§ Your objective
Which lines below contain the word "weathered"? Copy each of them.

>>>

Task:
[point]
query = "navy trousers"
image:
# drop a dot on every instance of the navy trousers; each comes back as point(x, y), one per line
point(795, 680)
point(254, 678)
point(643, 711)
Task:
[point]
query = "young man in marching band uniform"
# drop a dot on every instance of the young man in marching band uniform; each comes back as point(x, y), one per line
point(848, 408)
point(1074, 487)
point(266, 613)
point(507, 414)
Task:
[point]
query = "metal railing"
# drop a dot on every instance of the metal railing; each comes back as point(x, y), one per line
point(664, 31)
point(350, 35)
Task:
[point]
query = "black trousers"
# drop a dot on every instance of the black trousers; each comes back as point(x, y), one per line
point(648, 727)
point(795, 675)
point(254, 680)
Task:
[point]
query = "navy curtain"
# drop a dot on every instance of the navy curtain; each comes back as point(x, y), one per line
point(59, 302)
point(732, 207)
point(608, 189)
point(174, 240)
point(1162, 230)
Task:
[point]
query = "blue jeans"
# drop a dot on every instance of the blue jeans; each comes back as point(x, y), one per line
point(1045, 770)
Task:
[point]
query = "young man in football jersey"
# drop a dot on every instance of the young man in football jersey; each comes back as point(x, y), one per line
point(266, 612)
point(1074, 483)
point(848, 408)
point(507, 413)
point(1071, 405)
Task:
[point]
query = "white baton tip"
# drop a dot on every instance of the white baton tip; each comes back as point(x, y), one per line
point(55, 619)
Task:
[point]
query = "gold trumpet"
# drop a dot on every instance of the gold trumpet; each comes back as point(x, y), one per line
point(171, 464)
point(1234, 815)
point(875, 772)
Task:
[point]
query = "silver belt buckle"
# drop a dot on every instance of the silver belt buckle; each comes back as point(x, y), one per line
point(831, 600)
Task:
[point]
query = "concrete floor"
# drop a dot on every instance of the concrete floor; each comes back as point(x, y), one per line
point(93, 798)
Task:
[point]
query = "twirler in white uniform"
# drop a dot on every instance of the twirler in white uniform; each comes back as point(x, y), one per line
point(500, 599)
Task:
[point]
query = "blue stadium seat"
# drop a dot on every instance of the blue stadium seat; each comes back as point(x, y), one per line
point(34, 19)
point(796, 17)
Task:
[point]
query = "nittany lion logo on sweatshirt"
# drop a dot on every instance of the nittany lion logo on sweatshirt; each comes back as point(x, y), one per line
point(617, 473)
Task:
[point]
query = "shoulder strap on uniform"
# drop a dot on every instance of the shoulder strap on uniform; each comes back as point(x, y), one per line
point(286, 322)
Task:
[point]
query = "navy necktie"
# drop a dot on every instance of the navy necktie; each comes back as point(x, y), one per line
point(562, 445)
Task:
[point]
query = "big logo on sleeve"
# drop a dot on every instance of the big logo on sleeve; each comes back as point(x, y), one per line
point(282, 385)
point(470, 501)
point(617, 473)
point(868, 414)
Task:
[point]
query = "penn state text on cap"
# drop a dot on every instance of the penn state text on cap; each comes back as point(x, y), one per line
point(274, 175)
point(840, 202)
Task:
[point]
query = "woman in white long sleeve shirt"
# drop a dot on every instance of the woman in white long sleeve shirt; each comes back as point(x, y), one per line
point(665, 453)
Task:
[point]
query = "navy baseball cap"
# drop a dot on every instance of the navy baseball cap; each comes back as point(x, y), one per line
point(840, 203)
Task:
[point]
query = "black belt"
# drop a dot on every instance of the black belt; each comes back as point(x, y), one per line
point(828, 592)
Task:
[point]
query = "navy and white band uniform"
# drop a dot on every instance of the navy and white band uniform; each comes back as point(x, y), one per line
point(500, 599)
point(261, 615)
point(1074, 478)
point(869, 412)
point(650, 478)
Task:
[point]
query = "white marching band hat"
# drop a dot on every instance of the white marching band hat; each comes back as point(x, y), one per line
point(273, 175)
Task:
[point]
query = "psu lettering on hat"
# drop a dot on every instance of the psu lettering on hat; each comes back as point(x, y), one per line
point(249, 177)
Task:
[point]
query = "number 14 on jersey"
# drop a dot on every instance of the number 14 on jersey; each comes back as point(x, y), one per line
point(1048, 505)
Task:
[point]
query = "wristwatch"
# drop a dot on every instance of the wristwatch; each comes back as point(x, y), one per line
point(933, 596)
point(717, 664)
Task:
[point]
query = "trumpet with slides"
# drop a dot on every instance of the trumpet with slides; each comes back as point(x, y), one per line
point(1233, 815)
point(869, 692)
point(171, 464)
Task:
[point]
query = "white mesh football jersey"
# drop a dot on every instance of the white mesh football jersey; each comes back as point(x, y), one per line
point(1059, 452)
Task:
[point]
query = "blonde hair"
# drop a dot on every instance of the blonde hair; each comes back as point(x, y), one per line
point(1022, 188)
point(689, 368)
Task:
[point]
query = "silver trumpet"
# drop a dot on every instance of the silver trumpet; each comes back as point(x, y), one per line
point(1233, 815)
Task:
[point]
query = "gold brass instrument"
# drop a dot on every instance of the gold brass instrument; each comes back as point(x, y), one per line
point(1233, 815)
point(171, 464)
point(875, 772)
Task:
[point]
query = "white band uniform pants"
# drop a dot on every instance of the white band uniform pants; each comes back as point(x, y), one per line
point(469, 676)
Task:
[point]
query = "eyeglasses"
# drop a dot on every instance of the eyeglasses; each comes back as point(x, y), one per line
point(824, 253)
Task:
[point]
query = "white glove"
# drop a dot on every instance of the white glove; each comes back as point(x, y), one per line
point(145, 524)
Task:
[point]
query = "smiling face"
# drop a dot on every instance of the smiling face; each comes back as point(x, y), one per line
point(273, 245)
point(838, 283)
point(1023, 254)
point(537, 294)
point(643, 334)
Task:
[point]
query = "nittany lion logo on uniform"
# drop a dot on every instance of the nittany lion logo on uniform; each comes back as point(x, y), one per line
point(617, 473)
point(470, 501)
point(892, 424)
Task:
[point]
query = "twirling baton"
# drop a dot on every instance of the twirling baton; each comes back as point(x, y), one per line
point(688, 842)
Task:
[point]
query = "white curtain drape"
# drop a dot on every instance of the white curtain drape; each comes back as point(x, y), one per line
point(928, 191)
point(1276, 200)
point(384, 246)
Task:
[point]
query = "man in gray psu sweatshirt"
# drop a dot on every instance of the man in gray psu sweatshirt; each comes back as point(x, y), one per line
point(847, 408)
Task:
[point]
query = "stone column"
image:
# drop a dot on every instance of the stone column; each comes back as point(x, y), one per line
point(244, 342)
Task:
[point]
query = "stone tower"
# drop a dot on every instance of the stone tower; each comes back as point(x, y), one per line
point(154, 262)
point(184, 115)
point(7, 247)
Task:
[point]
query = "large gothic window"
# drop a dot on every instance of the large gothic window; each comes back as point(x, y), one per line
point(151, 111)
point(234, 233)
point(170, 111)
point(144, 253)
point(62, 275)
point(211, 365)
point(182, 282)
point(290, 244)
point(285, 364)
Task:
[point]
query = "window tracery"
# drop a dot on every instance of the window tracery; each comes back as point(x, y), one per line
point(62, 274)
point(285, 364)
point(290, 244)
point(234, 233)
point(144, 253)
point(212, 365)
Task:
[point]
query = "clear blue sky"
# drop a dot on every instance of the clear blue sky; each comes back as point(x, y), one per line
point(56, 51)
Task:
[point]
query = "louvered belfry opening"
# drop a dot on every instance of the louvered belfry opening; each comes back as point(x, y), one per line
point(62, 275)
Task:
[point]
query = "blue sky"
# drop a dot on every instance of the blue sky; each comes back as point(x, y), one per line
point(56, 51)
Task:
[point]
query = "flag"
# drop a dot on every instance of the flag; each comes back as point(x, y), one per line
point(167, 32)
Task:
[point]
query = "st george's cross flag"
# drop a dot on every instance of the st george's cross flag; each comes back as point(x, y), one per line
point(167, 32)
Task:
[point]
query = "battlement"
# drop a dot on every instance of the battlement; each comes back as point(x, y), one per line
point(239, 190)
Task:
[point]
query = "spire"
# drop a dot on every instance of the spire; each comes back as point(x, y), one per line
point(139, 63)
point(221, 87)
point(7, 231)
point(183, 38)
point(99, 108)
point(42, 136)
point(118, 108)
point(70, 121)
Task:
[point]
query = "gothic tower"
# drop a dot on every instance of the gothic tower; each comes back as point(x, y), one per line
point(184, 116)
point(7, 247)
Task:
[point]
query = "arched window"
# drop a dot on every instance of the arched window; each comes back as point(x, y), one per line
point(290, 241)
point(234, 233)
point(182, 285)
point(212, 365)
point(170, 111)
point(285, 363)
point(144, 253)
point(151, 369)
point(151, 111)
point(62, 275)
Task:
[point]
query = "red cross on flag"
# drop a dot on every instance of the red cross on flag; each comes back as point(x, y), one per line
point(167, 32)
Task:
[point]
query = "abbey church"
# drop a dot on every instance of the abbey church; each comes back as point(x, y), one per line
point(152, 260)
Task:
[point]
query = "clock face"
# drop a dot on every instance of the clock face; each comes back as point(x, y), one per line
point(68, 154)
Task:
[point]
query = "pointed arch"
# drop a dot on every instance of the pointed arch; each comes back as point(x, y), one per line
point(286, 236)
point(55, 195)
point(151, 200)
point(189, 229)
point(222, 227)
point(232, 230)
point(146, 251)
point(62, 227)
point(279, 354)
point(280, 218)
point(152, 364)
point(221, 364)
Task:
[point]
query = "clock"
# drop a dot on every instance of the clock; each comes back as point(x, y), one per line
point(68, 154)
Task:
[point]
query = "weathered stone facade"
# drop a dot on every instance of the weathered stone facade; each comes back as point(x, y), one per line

<<<

§ Your solution
query = "weathered stone facade"
# drop a dot on every instance of the weathered stone facade; each comes back as point(x, y), one per line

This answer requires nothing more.